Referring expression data
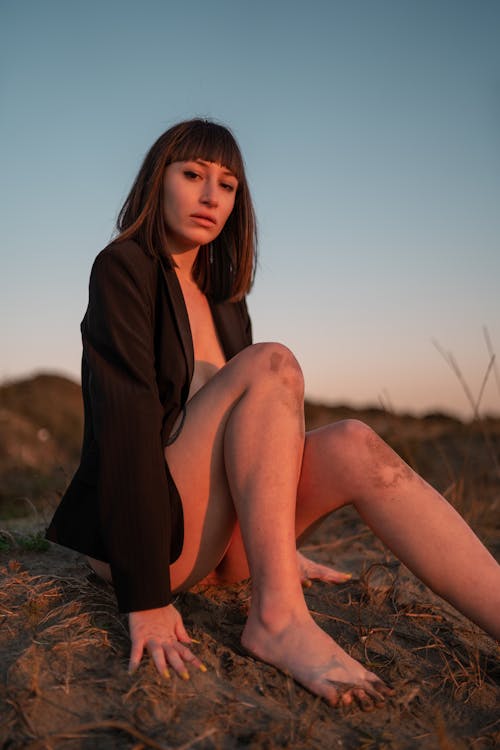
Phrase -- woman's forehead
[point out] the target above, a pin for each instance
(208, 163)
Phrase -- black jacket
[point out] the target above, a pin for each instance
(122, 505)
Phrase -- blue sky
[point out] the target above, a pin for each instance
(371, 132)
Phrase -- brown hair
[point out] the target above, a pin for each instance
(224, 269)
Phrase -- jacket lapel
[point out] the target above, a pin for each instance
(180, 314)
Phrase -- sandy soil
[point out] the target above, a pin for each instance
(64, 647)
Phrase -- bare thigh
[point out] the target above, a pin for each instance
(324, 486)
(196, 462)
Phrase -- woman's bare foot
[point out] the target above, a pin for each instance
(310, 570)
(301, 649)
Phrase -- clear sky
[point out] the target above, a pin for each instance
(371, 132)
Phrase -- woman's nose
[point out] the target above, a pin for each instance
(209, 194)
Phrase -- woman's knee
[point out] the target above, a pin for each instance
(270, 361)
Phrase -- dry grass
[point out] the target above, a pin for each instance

*Task brief:*
Give the entries again without a single change, but with no pictures.

*Your response:*
Phrase -- woman's forehead
[point out] the target above, a pin for each instance
(208, 163)
Phrase -- black jacket
[point out] the target above, a pin for each instance
(122, 505)
Phrase -- blue sky
[point out] the target above, a pin for each instance
(371, 132)
Phrase -- brown hair
[point out] the target above, a pin for each instance
(224, 269)
Phrase -- jacket lapel
[point out] the target above, a pin for each instance
(180, 314)
Phrase -- sandy soil
[point out] the target above, a pin for each instance
(64, 647)
Phrase -- bare thigh
[point out] the target above, a pin for each instance
(324, 486)
(196, 462)
Phrase -- woman's bare foot
[point out] the target above, a pin for each instance
(310, 570)
(301, 649)
Phrase -- clear sky
[point out] the target above, a pin for each instance
(371, 132)
Phrase -- woman's nose
[point out] the target above, a pin for each instance
(209, 194)
Phrase -- woman's knee
[point out] the target above, a pin for each instance
(270, 361)
Phrase -- dry grass
[point out] the target above, a pin for each instance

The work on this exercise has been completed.